Fragmento seleccionado:

A PROPÓSITO DEL DÍA DE LA MADRE |  Por: Antonio Pérez Esclarín

 

Por: Antonio Pérez Esclarín

El pueblo venezolano es un pueblo profundamente apegado a la madre que, en infinidad de casos, debe ser padre y madre a la vez e incluso, como dice una canción, lo es todo: hospital, iglesia, escuela. De ahí que sea un pueblo eminentemente mariano y siempre ha sentido a María, la Virgen,  un atajo y un medio para acercarse a Papá Dios. Por ello,  en los momentos de crisis, desorientación y penuria que estamos viviendo debemos volver los ojos a María que, estrella de la mañana, ilumina el camino hacia la plena realización personal y comunitaria  por haber vivido a cabalidad, en medio de las dificultades y problemas,  su ser de Mujer y de Madre.

Información proporcionada:
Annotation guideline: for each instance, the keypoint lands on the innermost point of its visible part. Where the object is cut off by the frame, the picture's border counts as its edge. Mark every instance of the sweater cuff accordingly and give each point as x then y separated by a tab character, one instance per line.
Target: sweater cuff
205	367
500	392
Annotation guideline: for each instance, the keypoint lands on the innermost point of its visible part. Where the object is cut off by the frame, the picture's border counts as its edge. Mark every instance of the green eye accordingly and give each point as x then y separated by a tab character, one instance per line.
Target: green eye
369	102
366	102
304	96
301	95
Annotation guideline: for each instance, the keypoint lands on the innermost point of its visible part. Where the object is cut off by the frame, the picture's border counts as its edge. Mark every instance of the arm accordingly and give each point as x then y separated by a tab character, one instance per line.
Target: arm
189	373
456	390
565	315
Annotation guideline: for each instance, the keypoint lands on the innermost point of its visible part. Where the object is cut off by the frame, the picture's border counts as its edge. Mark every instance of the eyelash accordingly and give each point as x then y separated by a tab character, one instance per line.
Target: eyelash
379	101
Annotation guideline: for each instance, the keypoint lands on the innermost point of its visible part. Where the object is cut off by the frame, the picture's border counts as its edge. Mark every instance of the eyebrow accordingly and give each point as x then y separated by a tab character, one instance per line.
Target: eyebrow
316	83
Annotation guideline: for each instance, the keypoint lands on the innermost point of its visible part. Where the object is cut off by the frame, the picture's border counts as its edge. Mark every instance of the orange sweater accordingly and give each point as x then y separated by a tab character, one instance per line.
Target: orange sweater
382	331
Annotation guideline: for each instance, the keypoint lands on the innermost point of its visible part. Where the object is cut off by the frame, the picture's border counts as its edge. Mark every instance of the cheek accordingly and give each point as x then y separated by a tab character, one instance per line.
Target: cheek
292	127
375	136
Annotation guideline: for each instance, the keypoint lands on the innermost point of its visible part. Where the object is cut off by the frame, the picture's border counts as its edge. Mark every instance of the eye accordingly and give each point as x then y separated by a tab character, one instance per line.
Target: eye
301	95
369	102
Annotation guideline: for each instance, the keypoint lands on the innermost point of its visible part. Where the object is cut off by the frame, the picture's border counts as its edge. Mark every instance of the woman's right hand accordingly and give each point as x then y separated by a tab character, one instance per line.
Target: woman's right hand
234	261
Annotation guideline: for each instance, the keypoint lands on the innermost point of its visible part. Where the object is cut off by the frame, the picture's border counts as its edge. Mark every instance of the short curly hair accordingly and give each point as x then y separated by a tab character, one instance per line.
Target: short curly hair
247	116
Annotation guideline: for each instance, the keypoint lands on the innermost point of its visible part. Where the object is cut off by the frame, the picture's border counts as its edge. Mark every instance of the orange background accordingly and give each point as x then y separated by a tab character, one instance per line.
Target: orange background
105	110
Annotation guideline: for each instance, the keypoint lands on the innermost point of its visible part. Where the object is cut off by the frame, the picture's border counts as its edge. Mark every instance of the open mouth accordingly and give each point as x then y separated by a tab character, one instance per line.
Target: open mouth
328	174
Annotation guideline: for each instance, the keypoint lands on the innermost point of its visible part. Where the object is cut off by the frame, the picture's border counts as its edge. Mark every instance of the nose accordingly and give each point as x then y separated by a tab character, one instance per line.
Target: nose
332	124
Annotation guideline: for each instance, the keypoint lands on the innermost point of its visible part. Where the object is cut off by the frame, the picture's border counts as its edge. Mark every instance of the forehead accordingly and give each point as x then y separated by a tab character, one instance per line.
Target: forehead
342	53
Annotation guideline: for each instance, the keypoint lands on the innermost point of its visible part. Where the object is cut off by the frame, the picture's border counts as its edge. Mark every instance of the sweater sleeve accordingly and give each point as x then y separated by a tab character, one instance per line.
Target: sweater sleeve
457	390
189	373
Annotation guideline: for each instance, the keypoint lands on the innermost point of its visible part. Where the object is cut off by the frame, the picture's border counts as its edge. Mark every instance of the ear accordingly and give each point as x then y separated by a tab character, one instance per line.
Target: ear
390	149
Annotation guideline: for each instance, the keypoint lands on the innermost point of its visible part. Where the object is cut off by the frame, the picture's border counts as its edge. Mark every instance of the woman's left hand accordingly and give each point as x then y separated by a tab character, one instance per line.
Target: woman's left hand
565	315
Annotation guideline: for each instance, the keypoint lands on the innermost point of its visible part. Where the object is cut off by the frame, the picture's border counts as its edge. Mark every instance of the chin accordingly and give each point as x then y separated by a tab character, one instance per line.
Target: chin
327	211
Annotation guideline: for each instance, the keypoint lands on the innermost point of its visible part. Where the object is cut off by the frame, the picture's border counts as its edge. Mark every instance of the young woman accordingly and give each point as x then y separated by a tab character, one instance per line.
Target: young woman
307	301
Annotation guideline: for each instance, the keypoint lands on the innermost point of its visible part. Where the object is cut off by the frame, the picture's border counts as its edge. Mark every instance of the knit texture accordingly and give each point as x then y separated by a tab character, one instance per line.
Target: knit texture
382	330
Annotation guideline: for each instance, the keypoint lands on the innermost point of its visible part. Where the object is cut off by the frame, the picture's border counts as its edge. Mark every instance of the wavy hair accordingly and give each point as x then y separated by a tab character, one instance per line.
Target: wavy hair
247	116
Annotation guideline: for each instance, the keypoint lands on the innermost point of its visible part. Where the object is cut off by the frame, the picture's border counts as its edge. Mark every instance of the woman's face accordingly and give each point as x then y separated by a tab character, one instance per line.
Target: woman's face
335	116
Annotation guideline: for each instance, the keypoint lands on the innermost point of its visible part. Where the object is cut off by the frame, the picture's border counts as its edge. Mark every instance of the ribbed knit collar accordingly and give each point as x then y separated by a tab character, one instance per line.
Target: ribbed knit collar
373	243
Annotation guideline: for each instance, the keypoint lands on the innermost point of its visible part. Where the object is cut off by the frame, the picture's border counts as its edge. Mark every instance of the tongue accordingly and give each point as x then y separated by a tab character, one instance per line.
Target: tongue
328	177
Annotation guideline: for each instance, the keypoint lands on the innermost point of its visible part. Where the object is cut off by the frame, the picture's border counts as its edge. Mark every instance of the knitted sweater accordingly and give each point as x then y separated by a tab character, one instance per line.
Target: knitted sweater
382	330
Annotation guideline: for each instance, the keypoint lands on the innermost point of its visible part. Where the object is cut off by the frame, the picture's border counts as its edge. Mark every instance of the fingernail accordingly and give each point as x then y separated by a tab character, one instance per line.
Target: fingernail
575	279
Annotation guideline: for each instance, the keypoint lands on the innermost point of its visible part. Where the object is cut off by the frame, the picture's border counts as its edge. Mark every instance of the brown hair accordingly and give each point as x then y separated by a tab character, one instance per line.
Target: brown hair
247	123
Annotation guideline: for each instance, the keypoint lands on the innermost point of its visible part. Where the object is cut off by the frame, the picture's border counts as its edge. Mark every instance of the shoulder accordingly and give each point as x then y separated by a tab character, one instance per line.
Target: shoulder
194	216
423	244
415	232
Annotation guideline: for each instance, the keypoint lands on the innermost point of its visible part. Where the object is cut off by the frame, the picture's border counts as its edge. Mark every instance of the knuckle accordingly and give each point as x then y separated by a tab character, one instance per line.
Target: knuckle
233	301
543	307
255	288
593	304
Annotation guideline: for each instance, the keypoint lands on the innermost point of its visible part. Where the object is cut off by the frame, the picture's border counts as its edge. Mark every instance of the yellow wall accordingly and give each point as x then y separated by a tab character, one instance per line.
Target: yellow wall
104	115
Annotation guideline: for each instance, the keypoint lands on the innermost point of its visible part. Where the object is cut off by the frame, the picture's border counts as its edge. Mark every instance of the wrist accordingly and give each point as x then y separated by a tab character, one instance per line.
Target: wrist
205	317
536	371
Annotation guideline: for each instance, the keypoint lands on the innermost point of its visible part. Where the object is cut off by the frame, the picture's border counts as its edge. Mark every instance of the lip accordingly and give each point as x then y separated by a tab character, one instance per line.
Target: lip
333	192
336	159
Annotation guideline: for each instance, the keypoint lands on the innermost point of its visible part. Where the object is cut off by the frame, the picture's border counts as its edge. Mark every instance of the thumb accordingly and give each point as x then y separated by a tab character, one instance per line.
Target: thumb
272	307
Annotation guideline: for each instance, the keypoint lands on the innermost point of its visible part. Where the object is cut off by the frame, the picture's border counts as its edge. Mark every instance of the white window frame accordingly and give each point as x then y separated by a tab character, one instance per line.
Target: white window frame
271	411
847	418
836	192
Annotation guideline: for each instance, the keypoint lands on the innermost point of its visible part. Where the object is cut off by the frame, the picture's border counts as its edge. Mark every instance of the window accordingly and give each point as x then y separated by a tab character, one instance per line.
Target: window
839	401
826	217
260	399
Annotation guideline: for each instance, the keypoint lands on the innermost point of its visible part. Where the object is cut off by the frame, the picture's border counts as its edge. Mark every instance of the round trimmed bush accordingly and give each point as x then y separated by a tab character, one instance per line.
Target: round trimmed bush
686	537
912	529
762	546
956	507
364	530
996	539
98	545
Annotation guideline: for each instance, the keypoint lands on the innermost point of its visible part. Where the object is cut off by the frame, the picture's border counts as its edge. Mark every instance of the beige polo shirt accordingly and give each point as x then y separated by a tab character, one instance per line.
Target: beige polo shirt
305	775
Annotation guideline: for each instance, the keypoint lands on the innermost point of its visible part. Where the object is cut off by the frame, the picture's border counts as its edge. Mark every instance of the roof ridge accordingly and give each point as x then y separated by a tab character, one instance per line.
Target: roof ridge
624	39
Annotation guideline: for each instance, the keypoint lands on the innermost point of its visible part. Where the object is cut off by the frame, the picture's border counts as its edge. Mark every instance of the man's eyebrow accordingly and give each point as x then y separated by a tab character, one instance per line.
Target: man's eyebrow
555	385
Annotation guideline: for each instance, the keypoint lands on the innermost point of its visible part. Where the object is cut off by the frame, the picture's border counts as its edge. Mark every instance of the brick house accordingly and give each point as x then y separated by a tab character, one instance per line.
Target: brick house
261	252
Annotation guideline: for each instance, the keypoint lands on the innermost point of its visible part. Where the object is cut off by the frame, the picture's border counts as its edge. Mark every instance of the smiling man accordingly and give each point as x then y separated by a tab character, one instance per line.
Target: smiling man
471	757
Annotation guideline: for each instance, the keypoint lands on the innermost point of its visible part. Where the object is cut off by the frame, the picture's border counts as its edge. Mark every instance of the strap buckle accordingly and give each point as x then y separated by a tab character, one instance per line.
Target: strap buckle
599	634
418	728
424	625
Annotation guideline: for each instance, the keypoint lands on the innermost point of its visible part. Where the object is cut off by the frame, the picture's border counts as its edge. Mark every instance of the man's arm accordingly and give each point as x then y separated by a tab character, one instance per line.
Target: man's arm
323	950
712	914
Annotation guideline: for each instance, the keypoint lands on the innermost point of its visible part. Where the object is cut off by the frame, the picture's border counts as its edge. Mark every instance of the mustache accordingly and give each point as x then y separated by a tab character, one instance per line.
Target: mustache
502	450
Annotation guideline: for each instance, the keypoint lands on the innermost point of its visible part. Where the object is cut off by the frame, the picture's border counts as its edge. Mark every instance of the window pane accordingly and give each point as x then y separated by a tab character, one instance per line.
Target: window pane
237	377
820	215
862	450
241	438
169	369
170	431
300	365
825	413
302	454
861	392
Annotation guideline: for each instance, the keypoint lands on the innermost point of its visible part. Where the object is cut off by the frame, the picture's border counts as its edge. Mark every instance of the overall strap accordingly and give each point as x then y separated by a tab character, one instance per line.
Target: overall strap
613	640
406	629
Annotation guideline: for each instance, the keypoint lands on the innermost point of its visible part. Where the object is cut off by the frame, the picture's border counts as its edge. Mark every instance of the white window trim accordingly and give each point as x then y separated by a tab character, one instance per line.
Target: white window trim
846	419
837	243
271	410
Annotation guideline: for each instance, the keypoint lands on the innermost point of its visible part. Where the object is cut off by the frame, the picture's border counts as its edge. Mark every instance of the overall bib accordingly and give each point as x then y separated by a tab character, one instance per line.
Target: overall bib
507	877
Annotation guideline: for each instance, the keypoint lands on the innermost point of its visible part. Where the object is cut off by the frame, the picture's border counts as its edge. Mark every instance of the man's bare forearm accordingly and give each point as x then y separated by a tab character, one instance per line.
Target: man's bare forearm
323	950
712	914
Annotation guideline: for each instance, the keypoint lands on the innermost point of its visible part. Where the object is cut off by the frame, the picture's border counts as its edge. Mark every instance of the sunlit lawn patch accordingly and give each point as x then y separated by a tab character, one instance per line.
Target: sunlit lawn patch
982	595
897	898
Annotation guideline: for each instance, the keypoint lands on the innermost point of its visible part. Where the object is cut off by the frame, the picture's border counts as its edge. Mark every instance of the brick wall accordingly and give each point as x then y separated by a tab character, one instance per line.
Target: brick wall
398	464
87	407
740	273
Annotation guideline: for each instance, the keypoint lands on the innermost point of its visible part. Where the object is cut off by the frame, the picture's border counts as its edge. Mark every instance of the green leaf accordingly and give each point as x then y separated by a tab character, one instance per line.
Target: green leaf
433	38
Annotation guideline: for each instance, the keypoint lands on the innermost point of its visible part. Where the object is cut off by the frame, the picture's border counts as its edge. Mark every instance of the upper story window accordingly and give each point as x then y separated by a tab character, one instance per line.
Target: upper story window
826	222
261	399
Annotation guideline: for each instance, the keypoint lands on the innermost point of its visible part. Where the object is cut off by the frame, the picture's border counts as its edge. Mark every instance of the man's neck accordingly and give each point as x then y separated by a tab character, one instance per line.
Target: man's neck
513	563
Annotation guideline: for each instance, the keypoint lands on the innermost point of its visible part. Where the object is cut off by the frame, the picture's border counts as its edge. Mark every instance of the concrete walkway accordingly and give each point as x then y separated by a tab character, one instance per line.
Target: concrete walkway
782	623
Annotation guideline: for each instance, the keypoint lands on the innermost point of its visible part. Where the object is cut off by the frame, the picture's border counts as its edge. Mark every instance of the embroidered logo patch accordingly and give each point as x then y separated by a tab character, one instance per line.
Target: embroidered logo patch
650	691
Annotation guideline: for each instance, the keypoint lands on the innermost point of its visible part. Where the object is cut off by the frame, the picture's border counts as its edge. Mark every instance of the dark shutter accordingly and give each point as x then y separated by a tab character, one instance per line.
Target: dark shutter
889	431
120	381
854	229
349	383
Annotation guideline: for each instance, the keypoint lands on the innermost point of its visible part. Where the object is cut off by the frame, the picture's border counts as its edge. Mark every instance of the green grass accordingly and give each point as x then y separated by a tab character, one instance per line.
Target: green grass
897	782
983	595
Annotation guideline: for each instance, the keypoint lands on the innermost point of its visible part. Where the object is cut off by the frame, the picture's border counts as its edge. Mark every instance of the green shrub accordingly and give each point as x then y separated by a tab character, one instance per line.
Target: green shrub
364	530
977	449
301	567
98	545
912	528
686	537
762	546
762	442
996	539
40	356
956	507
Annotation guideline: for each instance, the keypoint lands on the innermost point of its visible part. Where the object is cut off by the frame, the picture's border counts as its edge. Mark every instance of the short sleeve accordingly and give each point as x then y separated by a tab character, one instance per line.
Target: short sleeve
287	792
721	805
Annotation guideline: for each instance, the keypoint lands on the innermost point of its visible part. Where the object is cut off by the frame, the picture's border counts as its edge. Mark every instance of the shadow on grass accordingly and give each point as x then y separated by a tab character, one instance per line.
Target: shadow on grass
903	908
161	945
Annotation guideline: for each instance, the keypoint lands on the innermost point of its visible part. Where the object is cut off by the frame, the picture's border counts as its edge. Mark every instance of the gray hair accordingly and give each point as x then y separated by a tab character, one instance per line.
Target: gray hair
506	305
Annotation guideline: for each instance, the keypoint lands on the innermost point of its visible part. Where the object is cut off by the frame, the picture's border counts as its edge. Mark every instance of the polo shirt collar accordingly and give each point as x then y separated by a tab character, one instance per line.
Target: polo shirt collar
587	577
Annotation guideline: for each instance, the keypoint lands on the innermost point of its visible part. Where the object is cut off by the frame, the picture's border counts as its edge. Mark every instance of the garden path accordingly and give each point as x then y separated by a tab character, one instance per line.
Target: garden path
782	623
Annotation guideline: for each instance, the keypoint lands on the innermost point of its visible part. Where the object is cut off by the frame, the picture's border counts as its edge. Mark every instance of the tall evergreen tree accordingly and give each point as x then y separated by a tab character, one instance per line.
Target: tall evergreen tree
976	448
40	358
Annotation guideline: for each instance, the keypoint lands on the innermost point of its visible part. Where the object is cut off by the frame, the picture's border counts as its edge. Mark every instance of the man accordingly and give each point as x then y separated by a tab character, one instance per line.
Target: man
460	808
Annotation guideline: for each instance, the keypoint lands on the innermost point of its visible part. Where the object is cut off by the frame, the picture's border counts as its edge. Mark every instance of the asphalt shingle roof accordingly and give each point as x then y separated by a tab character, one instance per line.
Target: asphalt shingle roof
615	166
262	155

Qué harás:
[A] Según el texto sobre el Día de la Madre, ¿qué debe ser la madre venezolana en infinidad de casos?
[B] Explica, en una a tres oraciones, por qué el texto sobre el Día de la Madre afirma que el pueblo venezolano es un pueblo eminentemente mariano.
[C] Copia literalmente la parte del texto sobre el Día de la Madre que va entre "A PROPÓSITO DEL" y "y de Madre.", ambos incluidos.

Soluciones:
[A] Debe ser padre y madre a la vez.

[B] Porque es un pueblo profundamente apegado a la madre, que en infinidad de casos debe ser padre y madre a la vez e incluso lo es todo: hospital, iglesia, escuela.

[C]
A PROPÓSITO DEL DÍA DE LA MADRE |  Por: Antonio Pérez Esclarín

 

Por: Antonio Pérez Esclarín

El pueblo venezolano es un pueblo profundamente apegado a la madre que, en infinidad de casos, debe ser padre y madre a la vez e incluso, como dice una canción, lo es todo: hospital, iglesia, escuela. De ahí que sea un pueblo eminentemente mariano y siempre ha sentido a María, la Virgen,  un atajo y un medio para acercarse a Papá Dios. Por ello,  en los momentos de crisis, desorientación y penuria que estamos viviendo debemos volver los ojos a María que, estrella de la mañana, ilumina el camino hacia la plena realización personal y comunitaria  por haber vivido a cabalidad, en medio de las dificultades y problemas,  su ser de Mujer y de Madre.